Rewrite the stretch of the data below from the line containing "Put a marker on each instance of the utility" through the line containing "[(657, 33), (1032, 144)]", shifting every coordinate in the answer lists by -17. Keep all other text in those lines unchanged.

_Data for this task:_

○ ○ ○

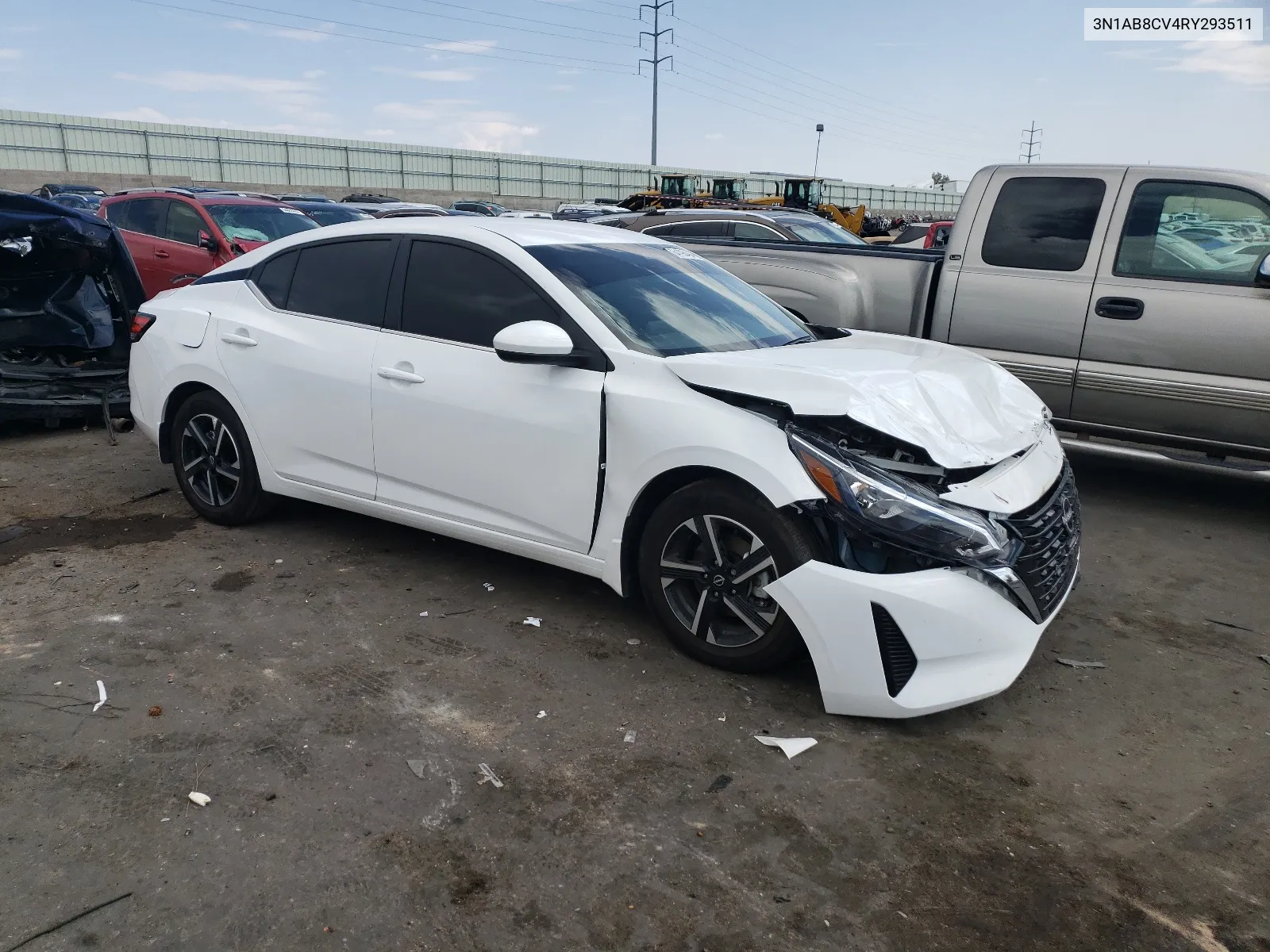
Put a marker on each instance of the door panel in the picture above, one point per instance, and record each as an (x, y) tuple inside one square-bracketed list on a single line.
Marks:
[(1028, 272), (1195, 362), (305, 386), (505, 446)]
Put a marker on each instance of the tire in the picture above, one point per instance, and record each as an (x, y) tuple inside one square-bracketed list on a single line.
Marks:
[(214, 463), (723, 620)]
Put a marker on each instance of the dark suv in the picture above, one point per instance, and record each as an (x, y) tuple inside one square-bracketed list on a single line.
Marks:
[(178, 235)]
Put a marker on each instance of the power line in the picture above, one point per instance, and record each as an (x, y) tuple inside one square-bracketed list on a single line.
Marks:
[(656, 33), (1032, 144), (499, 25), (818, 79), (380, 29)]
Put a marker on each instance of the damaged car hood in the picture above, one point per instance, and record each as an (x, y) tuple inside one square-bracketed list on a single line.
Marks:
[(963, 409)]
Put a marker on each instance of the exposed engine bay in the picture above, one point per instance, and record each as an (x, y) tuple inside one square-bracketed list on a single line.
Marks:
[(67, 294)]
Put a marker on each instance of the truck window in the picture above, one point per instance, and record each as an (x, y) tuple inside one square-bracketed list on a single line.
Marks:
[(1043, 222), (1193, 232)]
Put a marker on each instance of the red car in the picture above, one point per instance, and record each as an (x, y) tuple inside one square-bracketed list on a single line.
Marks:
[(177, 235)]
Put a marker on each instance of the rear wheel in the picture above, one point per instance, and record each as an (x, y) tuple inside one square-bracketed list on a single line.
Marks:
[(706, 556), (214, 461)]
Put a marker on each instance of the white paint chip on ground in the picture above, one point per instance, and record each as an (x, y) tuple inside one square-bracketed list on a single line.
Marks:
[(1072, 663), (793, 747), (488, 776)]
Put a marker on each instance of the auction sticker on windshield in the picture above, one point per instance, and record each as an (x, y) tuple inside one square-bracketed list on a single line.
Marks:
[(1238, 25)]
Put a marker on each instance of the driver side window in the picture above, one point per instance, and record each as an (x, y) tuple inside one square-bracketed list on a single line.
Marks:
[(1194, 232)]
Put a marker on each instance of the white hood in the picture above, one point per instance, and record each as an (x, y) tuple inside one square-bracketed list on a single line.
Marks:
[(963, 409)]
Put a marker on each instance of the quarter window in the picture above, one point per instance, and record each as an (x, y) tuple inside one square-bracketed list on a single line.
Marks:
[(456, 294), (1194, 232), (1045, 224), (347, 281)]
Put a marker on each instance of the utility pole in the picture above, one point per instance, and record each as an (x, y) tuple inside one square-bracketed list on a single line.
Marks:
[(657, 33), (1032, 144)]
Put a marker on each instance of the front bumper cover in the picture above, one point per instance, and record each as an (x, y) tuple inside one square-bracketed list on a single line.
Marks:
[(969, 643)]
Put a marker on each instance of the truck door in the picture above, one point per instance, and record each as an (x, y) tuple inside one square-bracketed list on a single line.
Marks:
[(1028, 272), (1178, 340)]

○ ○ ○

_Answer to the task:_
Put a marker on each instance of the utility pole in the picture above, one point per instance, and record each as an (x, y) tuple inside one square-bracketed list on a single line.
Marks:
[(640, 16), (1015, 127)]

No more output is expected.